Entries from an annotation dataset

.....

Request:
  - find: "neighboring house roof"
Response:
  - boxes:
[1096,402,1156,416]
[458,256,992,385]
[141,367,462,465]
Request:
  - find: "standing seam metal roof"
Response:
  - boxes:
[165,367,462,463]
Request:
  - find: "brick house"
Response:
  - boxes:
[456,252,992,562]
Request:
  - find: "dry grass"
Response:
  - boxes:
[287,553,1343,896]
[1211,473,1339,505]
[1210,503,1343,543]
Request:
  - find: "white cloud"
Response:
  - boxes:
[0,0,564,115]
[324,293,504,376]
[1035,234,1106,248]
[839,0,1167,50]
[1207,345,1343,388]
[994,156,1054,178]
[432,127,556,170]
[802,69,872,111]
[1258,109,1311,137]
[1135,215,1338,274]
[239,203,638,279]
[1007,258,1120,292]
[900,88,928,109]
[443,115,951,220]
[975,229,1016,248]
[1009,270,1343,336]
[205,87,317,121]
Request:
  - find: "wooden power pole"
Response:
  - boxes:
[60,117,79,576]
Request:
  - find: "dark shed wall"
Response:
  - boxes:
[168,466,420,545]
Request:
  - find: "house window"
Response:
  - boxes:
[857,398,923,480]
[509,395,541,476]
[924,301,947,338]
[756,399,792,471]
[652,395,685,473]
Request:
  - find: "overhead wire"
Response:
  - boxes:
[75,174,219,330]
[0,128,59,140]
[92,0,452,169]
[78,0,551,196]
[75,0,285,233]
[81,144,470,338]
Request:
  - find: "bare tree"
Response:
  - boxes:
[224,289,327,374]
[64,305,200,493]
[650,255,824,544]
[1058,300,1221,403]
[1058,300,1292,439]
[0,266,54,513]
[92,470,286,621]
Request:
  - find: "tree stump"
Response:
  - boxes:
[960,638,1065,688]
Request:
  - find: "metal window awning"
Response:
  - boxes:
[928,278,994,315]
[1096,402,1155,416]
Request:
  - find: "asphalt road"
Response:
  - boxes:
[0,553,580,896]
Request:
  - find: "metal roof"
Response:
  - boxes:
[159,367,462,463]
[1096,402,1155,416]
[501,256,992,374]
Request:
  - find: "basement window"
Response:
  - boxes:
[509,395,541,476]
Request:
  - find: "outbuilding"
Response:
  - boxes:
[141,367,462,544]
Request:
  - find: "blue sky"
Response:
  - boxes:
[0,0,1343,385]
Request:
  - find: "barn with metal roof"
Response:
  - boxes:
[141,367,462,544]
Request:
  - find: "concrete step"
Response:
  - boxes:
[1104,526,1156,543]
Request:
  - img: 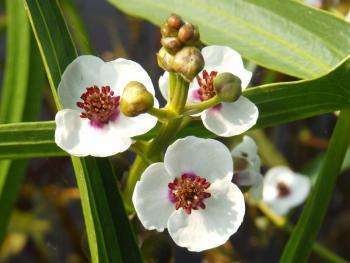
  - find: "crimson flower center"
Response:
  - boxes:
[277,182,291,198]
[77,86,120,127]
[196,70,218,101]
[168,173,211,214]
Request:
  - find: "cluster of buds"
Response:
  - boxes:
[161,14,199,54]
[157,14,204,82]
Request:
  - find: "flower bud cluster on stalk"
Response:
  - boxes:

.....

• _What you need to do_
Repeat the entries word for word, starting from the very beginning and going on through the line that contains "[1104,526,1156,543]".

• _Correct answer_
Request:
  - find: "neighboring house roof"
Response:
  - boxes:
[1096,402,1156,416]
[458,256,992,385]
[141,367,462,465]
Request:
  - find: "standing seam metal roof"
Response:
  - boxes:
[165,367,462,463]
Request:
  - find: "brick house"
Response:
  - boxes:
[456,252,992,562]
Request:
  - find: "dry grass"
Response:
  - boxes:
[287,553,1343,896]
[1211,473,1339,505]
[1210,503,1343,543]
Request:
  - find: "white cloud"
Response:
  - boxes:
[0,0,564,115]
[324,293,504,376]
[1035,234,1106,248]
[839,0,1167,50]
[1207,345,1343,388]
[994,156,1054,178]
[432,127,556,170]
[802,69,872,111]
[1258,109,1311,137]
[1135,215,1338,274]
[239,203,638,279]
[1007,258,1120,292]
[900,88,928,109]
[443,115,951,220]
[975,229,1016,248]
[1009,270,1343,336]
[205,87,317,121]
Request:
  - find: "wooden power pole"
Response:
  - boxes:
[60,117,79,576]
Request:
  - find: "dark shed wall"
Response:
  - boxes:
[168,466,420,545]
Request:
  - find: "house window"
Response:
  - boxes:
[857,398,923,480]
[509,395,541,476]
[924,301,947,338]
[756,399,792,471]
[652,395,685,473]
Request:
  - find: "overhead wire"
Response:
  - boxes:
[75,174,219,330]
[0,128,59,140]
[92,0,452,169]
[78,0,551,196]
[75,0,285,233]
[81,144,470,338]
Request:
  - find: "bare tree"
Response:
  - boxes:
[224,289,327,374]
[64,305,200,493]
[650,255,824,544]
[1058,300,1221,403]
[1058,300,1292,439]
[0,266,54,513]
[92,470,286,621]
Request:
  - find: "tree stump"
Response:
  - boxes:
[960,638,1065,688]
Request:
  - find: "metal window awning"
Response:
  - boxes:
[928,278,994,315]
[1096,402,1155,416]
Request:
  - find: "asphalt road"
Response:
  - boxes:
[0,553,580,896]
Request:
  - find: "metal roof"
Response:
  - boxes:
[159,367,462,463]
[1096,402,1155,416]
[501,256,992,374]
Request:
  - find: "basement window"
Response:
  - boxes:
[509,395,541,476]
Request:
  - find: "outbuilding"
Response:
  - boxes:
[141,367,462,544]
Request:
  - find: "blue sky"
Response:
  - boxes:
[0,0,1343,385]
Request:
  - find: "barn with metal roof"
Response:
  - boxes:
[141,367,462,544]
Request:
  - find: "concrete step"
Response:
  - boxes:
[1104,526,1156,543]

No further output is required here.